Pick out every line in the listing below that contains the string "focus", and copy each of those lines in full. Matching is case-sensitive.
# # # # #
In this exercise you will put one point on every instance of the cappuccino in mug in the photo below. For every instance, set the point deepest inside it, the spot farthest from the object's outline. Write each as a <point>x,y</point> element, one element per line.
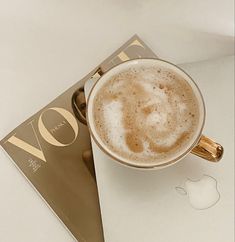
<point>148,113</point>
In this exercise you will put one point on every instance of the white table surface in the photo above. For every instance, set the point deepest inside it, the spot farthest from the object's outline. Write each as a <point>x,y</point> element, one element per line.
<point>146,206</point>
<point>46,46</point>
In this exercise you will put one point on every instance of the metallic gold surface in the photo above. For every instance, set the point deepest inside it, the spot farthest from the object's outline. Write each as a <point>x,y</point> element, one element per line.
<point>52,149</point>
<point>208,149</point>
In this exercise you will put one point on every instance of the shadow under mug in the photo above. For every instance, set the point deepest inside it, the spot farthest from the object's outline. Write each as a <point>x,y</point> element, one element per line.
<point>201,145</point>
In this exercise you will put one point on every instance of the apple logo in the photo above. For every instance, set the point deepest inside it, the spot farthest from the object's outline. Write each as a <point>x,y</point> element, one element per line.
<point>202,194</point>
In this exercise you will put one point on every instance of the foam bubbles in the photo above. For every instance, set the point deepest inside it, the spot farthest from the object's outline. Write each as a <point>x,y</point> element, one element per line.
<point>146,114</point>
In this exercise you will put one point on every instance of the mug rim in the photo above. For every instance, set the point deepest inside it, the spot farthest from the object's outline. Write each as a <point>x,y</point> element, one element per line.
<point>155,165</point>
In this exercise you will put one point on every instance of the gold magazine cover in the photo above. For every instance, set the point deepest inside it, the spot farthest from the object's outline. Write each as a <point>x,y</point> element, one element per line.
<point>52,149</point>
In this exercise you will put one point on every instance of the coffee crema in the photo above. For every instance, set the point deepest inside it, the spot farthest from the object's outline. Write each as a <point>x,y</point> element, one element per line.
<point>146,114</point>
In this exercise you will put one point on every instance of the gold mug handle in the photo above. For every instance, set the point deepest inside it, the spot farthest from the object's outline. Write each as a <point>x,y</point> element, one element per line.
<point>208,149</point>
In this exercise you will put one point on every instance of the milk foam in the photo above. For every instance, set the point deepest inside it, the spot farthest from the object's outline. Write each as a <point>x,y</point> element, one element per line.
<point>146,114</point>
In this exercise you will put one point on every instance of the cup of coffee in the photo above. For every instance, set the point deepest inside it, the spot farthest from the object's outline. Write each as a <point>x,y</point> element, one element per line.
<point>149,113</point>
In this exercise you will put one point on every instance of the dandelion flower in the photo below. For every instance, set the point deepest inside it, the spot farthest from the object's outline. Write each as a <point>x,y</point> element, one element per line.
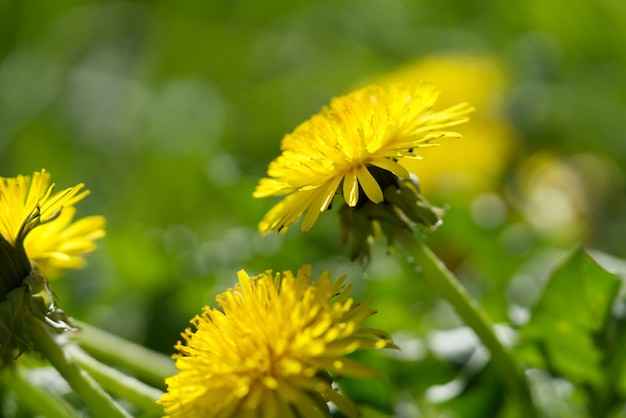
<point>33,216</point>
<point>269,351</point>
<point>342,148</point>
<point>37,239</point>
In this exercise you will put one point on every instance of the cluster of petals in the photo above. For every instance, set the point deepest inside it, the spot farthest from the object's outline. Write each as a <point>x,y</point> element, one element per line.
<point>268,352</point>
<point>333,151</point>
<point>33,215</point>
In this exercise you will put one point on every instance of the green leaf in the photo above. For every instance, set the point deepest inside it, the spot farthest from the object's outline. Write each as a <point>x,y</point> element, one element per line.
<point>571,311</point>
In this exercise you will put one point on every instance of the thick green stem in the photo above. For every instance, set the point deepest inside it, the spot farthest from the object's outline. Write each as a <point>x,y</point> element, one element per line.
<point>118,383</point>
<point>449,288</point>
<point>34,399</point>
<point>149,366</point>
<point>99,403</point>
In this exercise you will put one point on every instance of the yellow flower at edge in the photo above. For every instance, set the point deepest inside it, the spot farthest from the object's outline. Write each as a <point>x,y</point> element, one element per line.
<point>337,149</point>
<point>32,213</point>
<point>269,351</point>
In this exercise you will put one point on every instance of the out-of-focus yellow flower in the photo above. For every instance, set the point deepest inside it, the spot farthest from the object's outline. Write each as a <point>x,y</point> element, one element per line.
<point>342,148</point>
<point>474,164</point>
<point>270,351</point>
<point>33,216</point>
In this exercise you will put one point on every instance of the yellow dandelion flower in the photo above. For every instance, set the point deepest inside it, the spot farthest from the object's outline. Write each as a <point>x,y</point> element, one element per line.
<point>477,164</point>
<point>269,351</point>
<point>347,143</point>
<point>33,216</point>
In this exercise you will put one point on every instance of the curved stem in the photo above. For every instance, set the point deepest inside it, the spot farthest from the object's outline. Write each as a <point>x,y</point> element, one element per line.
<point>148,365</point>
<point>99,403</point>
<point>449,288</point>
<point>35,399</point>
<point>118,383</point>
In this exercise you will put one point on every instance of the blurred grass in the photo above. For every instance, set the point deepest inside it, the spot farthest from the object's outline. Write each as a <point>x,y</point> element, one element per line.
<point>171,111</point>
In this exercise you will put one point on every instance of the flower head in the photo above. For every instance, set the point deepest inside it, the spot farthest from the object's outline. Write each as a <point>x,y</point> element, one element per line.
<point>344,147</point>
<point>269,351</point>
<point>37,239</point>
<point>34,217</point>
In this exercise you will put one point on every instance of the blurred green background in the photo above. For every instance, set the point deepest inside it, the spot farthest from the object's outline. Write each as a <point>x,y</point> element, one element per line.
<point>170,111</point>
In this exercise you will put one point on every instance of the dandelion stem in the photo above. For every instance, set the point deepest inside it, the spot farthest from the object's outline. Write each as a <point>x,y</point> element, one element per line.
<point>445,283</point>
<point>147,365</point>
<point>99,403</point>
<point>118,383</point>
<point>35,399</point>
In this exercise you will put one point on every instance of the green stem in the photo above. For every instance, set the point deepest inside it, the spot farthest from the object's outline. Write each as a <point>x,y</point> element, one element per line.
<point>34,399</point>
<point>449,288</point>
<point>99,403</point>
<point>118,383</point>
<point>147,365</point>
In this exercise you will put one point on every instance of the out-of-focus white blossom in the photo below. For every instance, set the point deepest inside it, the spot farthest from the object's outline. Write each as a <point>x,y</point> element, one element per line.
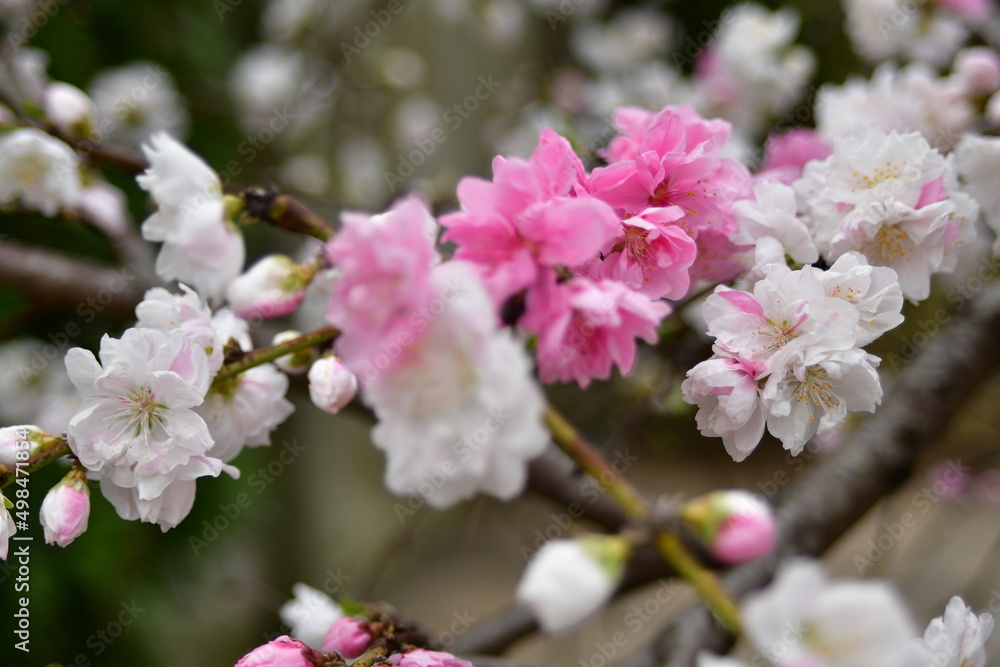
# # # # #
_Output for this task_.
In this exercise you will put one point on every instance of the out-of-focus yellow flower in the photo above. For every instance, set the point deepest inside it, the spot farthest from the object's outline. Write each as a <point>x,y</point> element, one element per line.
In this exercise you will put one point on every instance of the out-of-focus white blossom in the photo below. For every instance, set the point deepest inside it, the spot farthest from the object's outline. Write each as a <point>x,y</point> element, one element per line.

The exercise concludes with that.